Your assignment>
Down to the last line, output the records below exactly.

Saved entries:
--- --- ---

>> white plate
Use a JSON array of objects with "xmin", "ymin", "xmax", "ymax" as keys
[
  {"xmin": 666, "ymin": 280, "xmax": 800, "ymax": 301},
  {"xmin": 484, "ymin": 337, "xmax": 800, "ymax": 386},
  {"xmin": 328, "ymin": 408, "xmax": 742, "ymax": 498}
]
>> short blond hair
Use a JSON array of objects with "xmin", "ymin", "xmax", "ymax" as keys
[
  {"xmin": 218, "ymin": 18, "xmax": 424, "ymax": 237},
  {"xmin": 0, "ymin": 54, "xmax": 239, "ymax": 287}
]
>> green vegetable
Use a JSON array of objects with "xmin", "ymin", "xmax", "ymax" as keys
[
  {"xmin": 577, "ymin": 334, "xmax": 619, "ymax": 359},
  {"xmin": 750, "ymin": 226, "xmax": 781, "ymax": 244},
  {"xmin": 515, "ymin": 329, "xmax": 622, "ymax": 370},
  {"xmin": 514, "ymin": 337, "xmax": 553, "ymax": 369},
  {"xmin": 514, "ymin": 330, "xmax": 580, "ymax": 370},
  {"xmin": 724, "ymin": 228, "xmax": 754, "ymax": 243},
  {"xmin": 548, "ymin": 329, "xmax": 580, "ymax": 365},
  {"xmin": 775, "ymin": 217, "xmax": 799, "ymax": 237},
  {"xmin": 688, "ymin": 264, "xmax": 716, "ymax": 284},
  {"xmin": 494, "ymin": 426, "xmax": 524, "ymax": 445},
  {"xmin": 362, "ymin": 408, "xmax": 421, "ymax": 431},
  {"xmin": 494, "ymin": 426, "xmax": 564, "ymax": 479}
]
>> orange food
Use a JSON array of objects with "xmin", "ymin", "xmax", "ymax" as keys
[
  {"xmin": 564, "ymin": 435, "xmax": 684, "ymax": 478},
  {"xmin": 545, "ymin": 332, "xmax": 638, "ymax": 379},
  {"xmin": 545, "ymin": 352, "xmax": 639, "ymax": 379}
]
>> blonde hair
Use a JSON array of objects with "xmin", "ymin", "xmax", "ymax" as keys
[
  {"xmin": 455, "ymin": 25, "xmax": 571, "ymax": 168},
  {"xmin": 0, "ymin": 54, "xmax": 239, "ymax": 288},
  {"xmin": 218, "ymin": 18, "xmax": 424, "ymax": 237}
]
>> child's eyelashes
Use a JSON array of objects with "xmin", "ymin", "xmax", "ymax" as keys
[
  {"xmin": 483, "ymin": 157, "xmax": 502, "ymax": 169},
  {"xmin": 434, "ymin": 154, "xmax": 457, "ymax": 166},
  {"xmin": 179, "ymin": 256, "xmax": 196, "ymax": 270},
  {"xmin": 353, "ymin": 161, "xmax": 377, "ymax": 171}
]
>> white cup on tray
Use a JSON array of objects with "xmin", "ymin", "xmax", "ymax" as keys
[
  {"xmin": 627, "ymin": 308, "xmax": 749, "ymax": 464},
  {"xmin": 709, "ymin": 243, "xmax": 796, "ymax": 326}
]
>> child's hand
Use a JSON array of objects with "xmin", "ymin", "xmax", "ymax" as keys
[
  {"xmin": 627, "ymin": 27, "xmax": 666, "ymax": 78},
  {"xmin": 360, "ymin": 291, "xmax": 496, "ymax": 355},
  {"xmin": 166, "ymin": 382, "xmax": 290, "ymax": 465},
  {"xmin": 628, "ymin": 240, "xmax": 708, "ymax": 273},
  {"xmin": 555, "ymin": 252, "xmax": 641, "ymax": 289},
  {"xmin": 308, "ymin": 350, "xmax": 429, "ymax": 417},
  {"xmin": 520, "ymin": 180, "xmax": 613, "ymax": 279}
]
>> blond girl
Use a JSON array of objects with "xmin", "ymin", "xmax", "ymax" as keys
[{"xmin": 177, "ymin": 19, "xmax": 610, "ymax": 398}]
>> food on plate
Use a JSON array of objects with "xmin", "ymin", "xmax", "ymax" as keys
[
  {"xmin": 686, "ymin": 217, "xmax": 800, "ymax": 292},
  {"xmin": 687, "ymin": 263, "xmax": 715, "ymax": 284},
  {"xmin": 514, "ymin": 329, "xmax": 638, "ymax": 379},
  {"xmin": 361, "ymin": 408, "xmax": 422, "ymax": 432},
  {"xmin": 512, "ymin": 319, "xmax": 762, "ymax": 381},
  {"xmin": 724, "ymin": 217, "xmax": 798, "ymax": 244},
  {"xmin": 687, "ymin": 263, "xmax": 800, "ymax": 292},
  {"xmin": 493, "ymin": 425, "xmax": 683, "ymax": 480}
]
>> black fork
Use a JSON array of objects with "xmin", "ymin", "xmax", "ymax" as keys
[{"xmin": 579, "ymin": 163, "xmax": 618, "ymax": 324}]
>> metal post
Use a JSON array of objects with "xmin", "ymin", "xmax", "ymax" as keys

--- --- ---

Result for this exercise>
>> white plate
Use a JSON array of objects with "xmin", "ymin", "xmax", "ymax" as keys
[
  {"xmin": 666, "ymin": 280, "xmax": 800, "ymax": 301},
  {"xmin": 484, "ymin": 337, "xmax": 800, "ymax": 386},
  {"xmin": 328, "ymin": 408, "xmax": 742, "ymax": 498}
]
>> short blond hair
Use a JSON array of objects with "xmin", "ymin", "xmax", "ymax" as keys
[
  {"xmin": 218, "ymin": 18, "xmax": 424, "ymax": 237},
  {"xmin": 0, "ymin": 54, "xmax": 239, "ymax": 287}
]
>> green vegetable
Use a JSON array of objects with "xmin", "ymin", "xmax", "ymax" as keys
[
  {"xmin": 577, "ymin": 334, "xmax": 619, "ymax": 359},
  {"xmin": 750, "ymin": 226, "xmax": 781, "ymax": 244},
  {"xmin": 515, "ymin": 329, "xmax": 622, "ymax": 370},
  {"xmin": 514, "ymin": 337, "xmax": 553, "ymax": 369},
  {"xmin": 514, "ymin": 330, "xmax": 580, "ymax": 370},
  {"xmin": 724, "ymin": 228, "xmax": 754, "ymax": 243},
  {"xmin": 548, "ymin": 329, "xmax": 580, "ymax": 365},
  {"xmin": 775, "ymin": 217, "xmax": 799, "ymax": 237},
  {"xmin": 688, "ymin": 264, "xmax": 716, "ymax": 284},
  {"xmin": 494, "ymin": 426, "xmax": 524, "ymax": 445},
  {"xmin": 362, "ymin": 408, "xmax": 421, "ymax": 431},
  {"xmin": 494, "ymin": 426, "xmax": 564, "ymax": 479}
]
>> orange food
Use a JSON array of objects with "xmin", "ymin", "xmax", "ymax" as keys
[
  {"xmin": 564, "ymin": 435, "xmax": 684, "ymax": 478},
  {"xmin": 545, "ymin": 332, "xmax": 638, "ymax": 379},
  {"xmin": 545, "ymin": 352, "xmax": 639, "ymax": 379}
]
>> blonde hair
Use a JSON array of objects with "xmin", "ymin", "xmax", "ymax" as keys
[
  {"xmin": 455, "ymin": 25, "xmax": 571, "ymax": 168},
  {"xmin": 0, "ymin": 54, "xmax": 239, "ymax": 288},
  {"xmin": 218, "ymin": 18, "xmax": 424, "ymax": 237}
]
>> child's eyelashes
Use a JSON array of objects with "xmin", "ymin", "xmax", "ymax" as keys
[
  {"xmin": 483, "ymin": 157, "xmax": 502, "ymax": 169},
  {"xmin": 434, "ymin": 154, "xmax": 457, "ymax": 166},
  {"xmin": 179, "ymin": 256, "xmax": 196, "ymax": 270},
  {"xmin": 353, "ymin": 161, "xmax": 377, "ymax": 171}
]
>> white cup on tray
Use a JSON array of objects with "xmin", "ymin", "xmax", "ymax" as keys
[
  {"xmin": 627, "ymin": 308, "xmax": 749, "ymax": 464},
  {"xmin": 709, "ymin": 243, "xmax": 796, "ymax": 326}
]
>> child's hand
Use a JSON array of objects with "xmin", "ymin", "xmax", "ymax" as keys
[
  {"xmin": 627, "ymin": 27, "xmax": 666, "ymax": 78},
  {"xmin": 360, "ymin": 291, "xmax": 496, "ymax": 355},
  {"xmin": 166, "ymin": 382, "xmax": 290, "ymax": 465},
  {"xmin": 628, "ymin": 240, "xmax": 708, "ymax": 273},
  {"xmin": 555, "ymin": 252, "xmax": 641, "ymax": 289},
  {"xmin": 308, "ymin": 350, "xmax": 429, "ymax": 417},
  {"xmin": 520, "ymin": 180, "xmax": 613, "ymax": 279}
]
>> blond girl
Use a JSON array of objects with "xmin", "ymin", "xmax", "ymax" as keys
[{"xmin": 177, "ymin": 19, "xmax": 610, "ymax": 398}]
>> food on plate
Use a JSON array of objects with "xmin", "ymin", "xmax", "ymax" as keys
[
  {"xmin": 686, "ymin": 217, "xmax": 800, "ymax": 292},
  {"xmin": 687, "ymin": 263, "xmax": 715, "ymax": 284},
  {"xmin": 514, "ymin": 329, "xmax": 638, "ymax": 379},
  {"xmin": 361, "ymin": 408, "xmax": 422, "ymax": 432},
  {"xmin": 512, "ymin": 319, "xmax": 762, "ymax": 381},
  {"xmin": 724, "ymin": 217, "xmax": 798, "ymax": 244},
  {"xmin": 687, "ymin": 263, "xmax": 800, "ymax": 292},
  {"xmin": 493, "ymin": 425, "xmax": 683, "ymax": 480}
]
>> black fork
Use a JSON array of objects with "xmin", "ymin", "xmax", "ymax" as keys
[{"xmin": 579, "ymin": 163, "xmax": 618, "ymax": 324}]
>> metal post
Use a JSON array of objects with "xmin", "ymin", "xmax", "ymax" as keys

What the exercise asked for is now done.